• [边界标注条目]
<<<<
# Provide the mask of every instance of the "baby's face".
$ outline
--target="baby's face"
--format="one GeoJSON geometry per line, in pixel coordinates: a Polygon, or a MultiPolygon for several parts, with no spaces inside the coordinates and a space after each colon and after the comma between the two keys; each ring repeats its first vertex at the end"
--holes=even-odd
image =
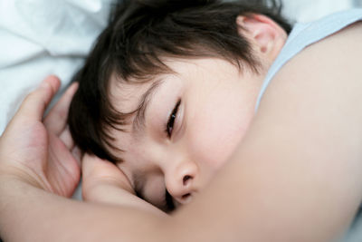
{"type": "Polygon", "coordinates": [[[176,73],[157,81],[111,80],[113,104],[120,111],[135,110],[150,93],[129,131],[112,135],[124,150],[119,169],[141,198],[164,210],[192,200],[228,160],[252,119],[264,77],[264,72],[241,73],[220,59],[167,63],[176,73]]]}

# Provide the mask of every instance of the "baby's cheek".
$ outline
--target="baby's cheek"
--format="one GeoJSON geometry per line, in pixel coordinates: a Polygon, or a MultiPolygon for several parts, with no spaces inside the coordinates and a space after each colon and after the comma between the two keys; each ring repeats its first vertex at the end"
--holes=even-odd
{"type": "Polygon", "coordinates": [[[247,128],[247,123],[241,117],[226,119],[223,116],[201,114],[195,120],[188,142],[192,159],[214,169],[227,161],[247,128]]]}

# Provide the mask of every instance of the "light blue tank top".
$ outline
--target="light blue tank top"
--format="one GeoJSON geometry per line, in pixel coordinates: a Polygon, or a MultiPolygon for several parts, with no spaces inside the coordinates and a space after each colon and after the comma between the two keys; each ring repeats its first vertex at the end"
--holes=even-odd
{"type": "MultiPolygon", "coordinates": [[[[300,53],[308,45],[324,39],[327,36],[333,34],[334,33],[358,20],[362,20],[362,8],[338,12],[315,22],[296,24],[280,54],[268,71],[268,73],[262,85],[262,89],[259,92],[255,105],[255,111],[258,111],[260,102],[265,92],[265,90],[268,88],[269,83],[272,82],[278,71],[289,60],[293,58],[298,53],[300,53]]],[[[357,231],[362,230],[362,204],[351,227],[357,231]]],[[[359,232],[359,234],[362,233],[359,232]]],[[[348,234],[348,236],[352,237],[350,234],[348,234]]],[[[343,241],[349,240],[348,239],[348,237],[346,237],[343,241]]],[[[362,239],[360,241],[362,241],[362,239]]]]}
{"type": "Polygon", "coordinates": [[[362,8],[338,12],[315,22],[296,24],[280,54],[269,69],[259,92],[255,111],[258,110],[262,95],[272,79],[289,60],[308,45],[324,39],[358,20],[362,20],[362,8]]]}

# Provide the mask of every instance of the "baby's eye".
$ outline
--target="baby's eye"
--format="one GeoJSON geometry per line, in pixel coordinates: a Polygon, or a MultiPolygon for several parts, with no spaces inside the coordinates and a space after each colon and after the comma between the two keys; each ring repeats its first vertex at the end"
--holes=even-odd
{"type": "Polygon", "coordinates": [[[165,132],[167,134],[168,138],[171,138],[172,131],[174,130],[175,120],[176,120],[180,103],[181,103],[181,100],[179,100],[177,102],[177,103],[176,104],[174,110],[172,111],[170,117],[168,118],[168,121],[166,125],[165,132]]]}

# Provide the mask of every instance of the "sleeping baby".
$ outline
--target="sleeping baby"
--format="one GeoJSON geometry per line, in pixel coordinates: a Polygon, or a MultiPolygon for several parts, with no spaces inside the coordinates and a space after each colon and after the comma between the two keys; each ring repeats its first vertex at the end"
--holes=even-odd
{"type": "Polygon", "coordinates": [[[121,1],[74,77],[75,143],[158,208],[190,202],[243,140],[279,69],[362,17],[291,33],[280,13],[275,1],[121,1]]]}

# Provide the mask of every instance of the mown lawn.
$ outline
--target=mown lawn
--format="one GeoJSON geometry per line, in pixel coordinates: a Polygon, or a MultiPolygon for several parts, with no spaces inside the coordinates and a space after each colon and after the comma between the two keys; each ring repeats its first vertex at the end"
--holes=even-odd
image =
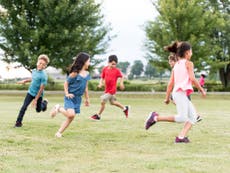
{"type": "Polygon", "coordinates": [[[145,119],[150,111],[176,113],[173,104],[163,104],[164,95],[118,94],[131,106],[128,119],[109,104],[102,120],[89,116],[97,112],[101,93],[93,93],[90,107],[57,139],[55,132],[64,120],[54,119],[49,110],[63,104],[61,94],[46,95],[48,111],[37,114],[29,107],[22,128],[13,128],[24,94],[0,95],[1,173],[222,173],[230,163],[230,95],[192,97],[203,120],[191,132],[189,144],[174,144],[183,124],[157,123],[148,131],[145,119]]]}

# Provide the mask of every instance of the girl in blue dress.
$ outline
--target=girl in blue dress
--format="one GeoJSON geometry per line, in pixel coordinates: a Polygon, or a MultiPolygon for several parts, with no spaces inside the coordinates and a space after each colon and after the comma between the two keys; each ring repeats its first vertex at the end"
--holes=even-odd
{"type": "Polygon", "coordinates": [[[82,95],[85,93],[85,105],[89,106],[88,80],[90,75],[88,67],[90,65],[90,56],[86,53],[79,53],[70,67],[70,73],[64,83],[64,107],[59,104],[51,110],[51,117],[57,113],[62,113],[66,120],[61,124],[55,134],[56,137],[62,137],[62,133],[73,121],[76,114],[80,113],[82,95]]]}

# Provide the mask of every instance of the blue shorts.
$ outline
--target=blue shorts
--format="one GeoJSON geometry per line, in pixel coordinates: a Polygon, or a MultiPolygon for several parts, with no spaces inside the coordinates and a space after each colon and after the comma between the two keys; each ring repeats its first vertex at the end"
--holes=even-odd
{"type": "Polygon", "coordinates": [[[80,113],[81,96],[75,96],[74,98],[64,97],[64,108],[74,109],[76,114],[80,113]]]}

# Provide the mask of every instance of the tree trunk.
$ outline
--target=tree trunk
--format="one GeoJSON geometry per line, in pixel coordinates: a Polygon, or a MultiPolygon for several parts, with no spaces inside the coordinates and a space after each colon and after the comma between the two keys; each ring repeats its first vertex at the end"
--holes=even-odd
{"type": "Polygon", "coordinates": [[[219,69],[219,75],[224,88],[230,87],[230,63],[219,69]]]}

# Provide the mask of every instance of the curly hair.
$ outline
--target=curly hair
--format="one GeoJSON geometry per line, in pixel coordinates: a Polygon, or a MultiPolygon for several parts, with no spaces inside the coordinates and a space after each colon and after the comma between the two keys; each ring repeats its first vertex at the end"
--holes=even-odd
{"type": "Polygon", "coordinates": [[[90,56],[87,53],[80,52],[79,54],[77,54],[77,56],[73,61],[73,64],[70,67],[69,73],[72,72],[79,73],[82,67],[85,65],[85,62],[88,61],[89,58],[90,56]]]}

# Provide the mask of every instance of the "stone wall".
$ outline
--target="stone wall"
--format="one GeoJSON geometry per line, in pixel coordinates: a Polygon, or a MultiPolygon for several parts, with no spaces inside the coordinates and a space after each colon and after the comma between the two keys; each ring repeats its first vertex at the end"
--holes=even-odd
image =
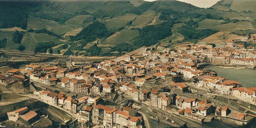
{"type": "Polygon", "coordinates": [[[44,108],[43,113],[48,115],[49,118],[58,122],[62,122],[68,120],[73,120],[71,115],[63,110],[49,105],[48,108],[44,108]]]}

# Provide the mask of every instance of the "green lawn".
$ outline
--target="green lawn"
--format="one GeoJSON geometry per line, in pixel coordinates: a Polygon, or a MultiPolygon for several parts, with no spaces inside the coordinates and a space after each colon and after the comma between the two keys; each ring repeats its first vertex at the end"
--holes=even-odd
{"type": "Polygon", "coordinates": [[[188,22],[190,20],[190,18],[189,18],[180,17],[175,20],[175,22],[181,21],[184,23],[185,22],[188,22]]]}
{"type": "Polygon", "coordinates": [[[88,15],[77,16],[66,21],[66,25],[73,27],[82,26],[84,21],[90,16],[88,15]]]}
{"type": "Polygon", "coordinates": [[[117,30],[122,26],[125,26],[127,23],[132,20],[137,15],[127,14],[112,19],[106,20],[106,27],[108,29],[117,30]]]}
{"type": "Polygon", "coordinates": [[[56,27],[52,27],[51,31],[59,35],[63,35],[71,31],[73,28],[64,25],[59,25],[56,27]]]}
{"type": "Polygon", "coordinates": [[[118,31],[113,35],[106,39],[100,45],[101,47],[106,46],[113,47],[118,44],[131,41],[138,35],[139,32],[137,29],[123,29],[118,31]],[[109,46],[110,45],[111,46],[109,46]]]}
{"type": "Polygon", "coordinates": [[[138,17],[133,24],[135,26],[134,28],[142,28],[151,23],[157,15],[156,14],[143,14],[138,17]]]}
{"type": "Polygon", "coordinates": [[[28,30],[30,28],[34,29],[47,28],[56,27],[59,25],[58,22],[55,21],[35,17],[30,18],[28,18],[28,26],[27,27],[27,30],[28,30]]]}
{"type": "Polygon", "coordinates": [[[214,26],[220,25],[223,22],[223,20],[205,19],[199,22],[198,28],[211,28],[214,26]]]}

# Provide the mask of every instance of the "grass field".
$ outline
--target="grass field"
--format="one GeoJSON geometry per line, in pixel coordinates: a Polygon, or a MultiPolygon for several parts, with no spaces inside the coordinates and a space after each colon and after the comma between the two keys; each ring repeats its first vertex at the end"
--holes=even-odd
{"type": "MultiPolygon", "coordinates": [[[[224,4],[223,5],[225,5],[224,4]]],[[[219,4],[216,4],[214,5],[211,7],[214,8],[215,8],[218,10],[221,10],[225,11],[228,11],[229,10],[229,8],[228,7],[221,5],[220,5],[219,4]]]]}
{"type": "Polygon", "coordinates": [[[199,21],[199,20],[200,20],[200,19],[199,19],[199,18],[195,18],[193,19],[193,19],[193,20],[194,20],[194,22],[197,22],[199,21]]]}
{"type": "Polygon", "coordinates": [[[205,14],[208,13],[211,14],[212,15],[222,16],[226,14],[226,12],[224,12],[222,11],[210,9],[200,9],[199,11],[196,11],[199,14],[205,14]]]}
{"type": "Polygon", "coordinates": [[[173,25],[173,26],[171,28],[172,29],[172,31],[175,31],[177,28],[181,27],[183,26],[186,25],[184,23],[179,23],[178,24],[175,24],[173,25]]]}
{"type": "Polygon", "coordinates": [[[252,21],[251,22],[251,24],[254,29],[256,29],[256,21],[252,21]]]}
{"type": "Polygon", "coordinates": [[[71,30],[73,28],[64,25],[59,25],[51,28],[51,31],[59,35],[63,35],[71,30]]]}
{"type": "Polygon", "coordinates": [[[157,15],[156,14],[143,14],[138,17],[132,24],[135,25],[134,28],[141,28],[148,24],[151,23],[157,15]]]}
{"type": "Polygon", "coordinates": [[[247,11],[249,10],[252,12],[256,12],[256,8],[254,4],[255,1],[254,0],[247,0],[246,2],[243,1],[233,1],[230,9],[237,11],[242,12],[244,10],[247,11]]]}
{"type": "Polygon", "coordinates": [[[17,49],[19,46],[20,45],[19,44],[17,44],[13,41],[12,40],[7,40],[6,43],[6,48],[7,49],[17,49]]]}
{"type": "Polygon", "coordinates": [[[248,29],[253,29],[253,28],[250,22],[247,21],[239,21],[236,23],[242,26],[247,27],[248,29]]]}
{"type": "Polygon", "coordinates": [[[101,9],[104,10],[105,12],[100,15],[100,17],[102,18],[105,15],[110,16],[118,15],[135,8],[134,6],[121,3],[108,4],[101,9]]]}
{"type": "Polygon", "coordinates": [[[131,3],[131,4],[132,4],[133,6],[138,6],[140,5],[141,3],[140,3],[137,0],[130,0],[129,1],[131,3]]]}
{"type": "Polygon", "coordinates": [[[106,20],[106,27],[108,29],[116,30],[121,27],[125,26],[127,23],[132,20],[137,15],[128,14],[124,15],[106,20]]]}
{"type": "Polygon", "coordinates": [[[175,20],[175,22],[180,21],[184,23],[185,22],[188,22],[190,20],[190,18],[189,18],[186,17],[180,17],[177,19],[175,20]]]}
{"type": "Polygon", "coordinates": [[[90,15],[88,15],[77,16],[66,21],[65,24],[74,28],[82,27],[83,25],[83,22],[90,16],[90,15]]]}
{"type": "Polygon", "coordinates": [[[248,29],[246,27],[233,23],[229,23],[220,25],[213,26],[212,28],[219,30],[227,31],[231,32],[232,32],[234,30],[245,30],[248,29]]]}
{"type": "Polygon", "coordinates": [[[12,39],[13,38],[13,35],[14,33],[0,33],[0,39],[6,38],[7,40],[12,39]]]}
{"type": "Polygon", "coordinates": [[[176,11],[184,12],[188,8],[196,9],[199,8],[191,4],[177,1],[158,0],[157,2],[150,8],[149,10],[157,10],[159,9],[171,9],[176,11]]]}
{"type": "Polygon", "coordinates": [[[77,35],[79,33],[80,33],[80,32],[81,31],[82,29],[82,28],[79,28],[74,30],[72,30],[68,32],[66,34],[65,34],[65,35],[63,35],[63,37],[65,38],[66,37],[66,36],[76,36],[76,35],[77,35]]]}
{"type": "Polygon", "coordinates": [[[173,35],[169,36],[167,37],[165,39],[161,40],[161,41],[163,41],[165,43],[168,43],[169,40],[171,40],[172,42],[176,42],[182,39],[182,37],[180,35],[177,33],[175,33],[173,34],[173,35]]]}
{"type": "Polygon", "coordinates": [[[56,27],[58,25],[58,23],[55,21],[32,17],[28,18],[28,26],[27,27],[27,30],[30,28],[33,28],[34,29],[47,28],[53,27],[56,27]]]}
{"type": "Polygon", "coordinates": [[[17,27],[13,27],[10,28],[0,28],[0,31],[16,31],[16,30],[19,31],[26,31],[26,30],[23,30],[17,27]]]}
{"type": "Polygon", "coordinates": [[[211,28],[212,27],[221,24],[223,22],[223,20],[205,19],[199,22],[198,28],[211,28]]]}
{"type": "Polygon", "coordinates": [[[136,29],[123,29],[109,37],[98,46],[101,47],[114,47],[118,44],[132,40],[138,35],[138,31],[136,29]]]}
{"type": "Polygon", "coordinates": [[[143,14],[155,14],[156,12],[153,10],[147,10],[143,12],[143,14]]]}

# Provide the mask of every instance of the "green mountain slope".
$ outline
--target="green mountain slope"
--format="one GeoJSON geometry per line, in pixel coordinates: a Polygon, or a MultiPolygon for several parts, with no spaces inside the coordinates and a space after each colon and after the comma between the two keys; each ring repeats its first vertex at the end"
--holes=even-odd
{"type": "Polygon", "coordinates": [[[255,5],[255,0],[222,0],[211,7],[225,11],[231,9],[238,12],[249,10],[256,12],[255,5]]]}
{"type": "Polygon", "coordinates": [[[157,11],[159,10],[171,9],[176,11],[184,12],[188,8],[198,9],[200,8],[191,4],[175,0],[158,0],[149,9],[157,11]]]}
{"type": "MultiPolygon", "coordinates": [[[[67,50],[67,55],[120,56],[159,42],[166,47],[183,41],[196,43],[219,31],[256,33],[256,12],[251,9],[254,3],[245,9],[247,2],[238,1],[223,0],[209,8],[175,0],[26,1],[0,1],[3,12],[0,14],[0,39],[7,40],[4,48],[22,45],[32,51],[49,43],[68,46],[58,47],[55,54],[59,50],[67,50]],[[20,44],[12,39],[17,29],[24,34],[20,44]],[[118,49],[123,45],[132,48],[118,49]]],[[[46,51],[42,50],[37,51],[46,51]]]]}

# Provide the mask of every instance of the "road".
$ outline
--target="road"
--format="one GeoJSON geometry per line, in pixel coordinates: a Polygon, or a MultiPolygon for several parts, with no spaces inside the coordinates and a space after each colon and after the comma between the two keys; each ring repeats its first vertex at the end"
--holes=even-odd
{"type": "Polygon", "coordinates": [[[147,128],[150,128],[150,125],[149,125],[149,122],[148,122],[148,120],[147,120],[147,118],[146,116],[146,115],[143,113],[140,112],[138,112],[141,114],[143,116],[143,119],[144,120],[144,122],[145,123],[145,126],[147,128]]]}

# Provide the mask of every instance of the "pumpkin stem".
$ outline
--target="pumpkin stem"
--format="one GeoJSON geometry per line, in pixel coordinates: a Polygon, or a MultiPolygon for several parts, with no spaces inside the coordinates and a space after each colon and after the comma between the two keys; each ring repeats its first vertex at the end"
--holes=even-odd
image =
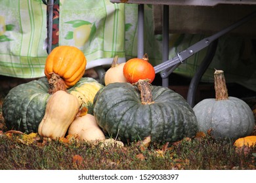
>>>>
• [任务要求] 请重写从包含“# Provide the mask of every instance of the tree”的那一行到包含“--target=tree trunk”的那一行（首尾两行都包括），把其中的“tree trunk”改为“tree branch”，其余内容保持不变。

• [回答如下]
# Provide the mask of every instance of the tree branch.
$ outline
--target=tree branch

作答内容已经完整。